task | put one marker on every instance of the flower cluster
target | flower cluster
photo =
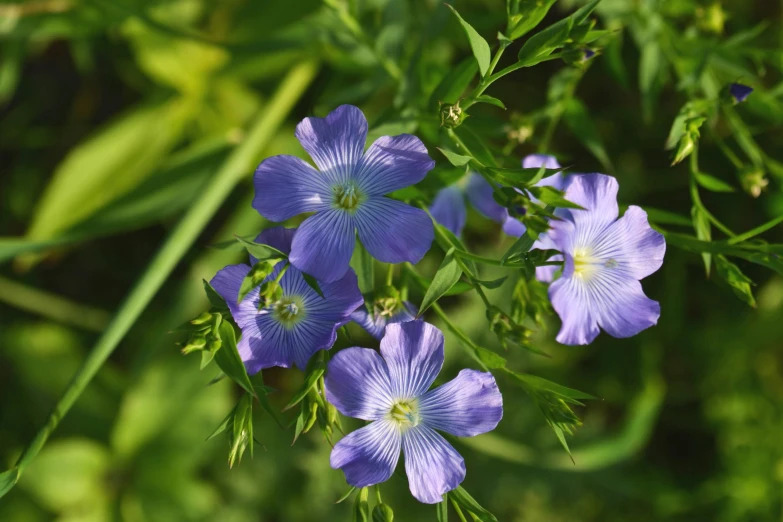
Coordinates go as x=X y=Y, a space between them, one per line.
x=603 y=259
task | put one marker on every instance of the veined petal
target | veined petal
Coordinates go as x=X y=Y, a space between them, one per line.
x=479 y=193
x=468 y=405
x=535 y=161
x=597 y=193
x=392 y=231
x=633 y=244
x=358 y=384
x=448 y=209
x=376 y=326
x=287 y=186
x=606 y=298
x=323 y=245
x=336 y=142
x=368 y=455
x=392 y=163
x=414 y=355
x=433 y=466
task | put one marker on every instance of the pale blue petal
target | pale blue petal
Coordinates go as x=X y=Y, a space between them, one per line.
x=392 y=163
x=287 y=186
x=414 y=355
x=323 y=245
x=368 y=455
x=468 y=405
x=358 y=384
x=335 y=143
x=392 y=231
x=433 y=466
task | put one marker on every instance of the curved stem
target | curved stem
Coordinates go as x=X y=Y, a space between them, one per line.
x=181 y=239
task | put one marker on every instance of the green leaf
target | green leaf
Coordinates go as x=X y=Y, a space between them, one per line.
x=492 y=284
x=228 y=359
x=315 y=370
x=447 y=275
x=313 y=283
x=455 y=159
x=479 y=46
x=382 y=513
x=362 y=263
x=580 y=123
x=712 y=183
x=701 y=225
x=465 y=501
x=739 y=282
x=552 y=196
x=529 y=15
x=442 y=508
x=259 y=251
x=490 y=100
x=450 y=89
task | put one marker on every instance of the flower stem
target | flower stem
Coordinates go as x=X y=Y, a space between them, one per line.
x=181 y=239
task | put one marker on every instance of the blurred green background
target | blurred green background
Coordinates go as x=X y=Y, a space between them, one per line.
x=115 y=114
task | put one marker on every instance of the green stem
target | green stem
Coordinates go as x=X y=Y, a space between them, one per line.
x=52 y=306
x=187 y=230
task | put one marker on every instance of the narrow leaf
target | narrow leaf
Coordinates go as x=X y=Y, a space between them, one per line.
x=479 y=46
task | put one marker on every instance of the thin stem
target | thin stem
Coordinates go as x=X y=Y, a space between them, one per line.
x=181 y=239
x=52 y=306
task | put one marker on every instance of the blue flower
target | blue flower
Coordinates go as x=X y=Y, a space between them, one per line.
x=448 y=207
x=605 y=257
x=346 y=194
x=375 y=323
x=739 y=91
x=292 y=329
x=390 y=390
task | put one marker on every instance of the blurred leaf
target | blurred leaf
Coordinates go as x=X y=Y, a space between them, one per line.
x=478 y=45
x=580 y=123
x=228 y=359
x=712 y=183
x=455 y=159
x=447 y=275
x=739 y=282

## Work to do
Present all the data above as a numbered list, one line per item, skipping blank lines and omitting the picture.

## Response
1. task | put one marker on every instance of the flower cluster
2. target | flower cluster
3. photo =
4. Coordinates go as x=X y=Y, a space between them, one per line.
5. x=603 y=259
6. task | put one marker on every instance of the veined petal
7. target | veined petal
8. Coordinates go as x=X y=Y, a space between them, one per line.
9. x=479 y=193
10. x=468 y=405
11. x=535 y=161
12. x=597 y=193
13. x=392 y=231
14. x=633 y=244
15. x=358 y=384
16. x=448 y=209
17. x=376 y=326
18. x=287 y=186
19. x=606 y=298
20. x=323 y=245
21. x=336 y=142
22. x=368 y=455
23. x=392 y=163
24. x=414 y=355
25. x=433 y=466
26. task | put one marker on every instance of the pale blue petal
27. target | pale blue petal
28. Coordinates go as x=X y=Y, a space between them, one per line.
29. x=392 y=163
30. x=287 y=186
31. x=414 y=355
32. x=323 y=245
33. x=368 y=455
34. x=468 y=405
35. x=358 y=384
36. x=335 y=143
37. x=392 y=231
38. x=433 y=466
39. task | put one marker on every instance of the curved stem
40. target | curved stem
41. Coordinates go as x=X y=Y, a space between them, one per line.
42. x=181 y=239
43. task | put one marker on every instance of the green leaf
44. target | green leaf
45. Coordinates go as x=X y=Y, a space between them, one per line.
46. x=492 y=284
47. x=228 y=359
48. x=315 y=370
49. x=447 y=275
50. x=313 y=283
51. x=455 y=159
52. x=479 y=46
53. x=382 y=513
54. x=362 y=263
55. x=580 y=123
56. x=712 y=183
57. x=701 y=225
58. x=465 y=501
59. x=739 y=282
60. x=552 y=196
61. x=529 y=15
62. x=442 y=508
63. x=259 y=251
64. x=490 y=100
65. x=450 y=89
66. task | put one marker on every instance of the flower stem
67. target | flower stem
68. Coordinates go as x=X y=Y, a space between them, one per line.
69. x=181 y=239
70. task | put one marker on every instance of the blurred green background
71. target | blurred green background
72. Coordinates go as x=X y=Y, a space between them, one per line.
73. x=115 y=114
74. task | put one marker on every instance of the green stem
75. target | green stem
76. Coordinates go as x=X y=Y, a space between them, one per line.
77. x=52 y=306
78. x=187 y=230
79. task | put one marker on every instance of the narrow leaf
80. target | narrow leaf
81. Coordinates go as x=X y=Y, a space between them, one per line.
82. x=479 y=46
83. task | put one marker on every instance of the thin stem
84. target | thin stem
85. Coordinates go as x=X y=Y, a space between them, one per line.
86. x=181 y=239
87. x=52 y=306
88. task | put one marker on every instance of the blue flower
89. target | blue flower
90. Coordinates go as x=X y=Y, a space between them, one per line.
91. x=448 y=207
92. x=605 y=257
93. x=346 y=194
94. x=375 y=323
95. x=739 y=91
96. x=292 y=329
97. x=390 y=390
98. task | put one marker on every instance of the blurred leaf
99. target | blurred leaf
100. Coordinates go as x=X y=Y, a space between them, one per line.
101. x=478 y=45
102. x=580 y=123
103. x=228 y=359
104. x=712 y=183
105. x=455 y=159
106. x=447 y=275
107. x=739 y=282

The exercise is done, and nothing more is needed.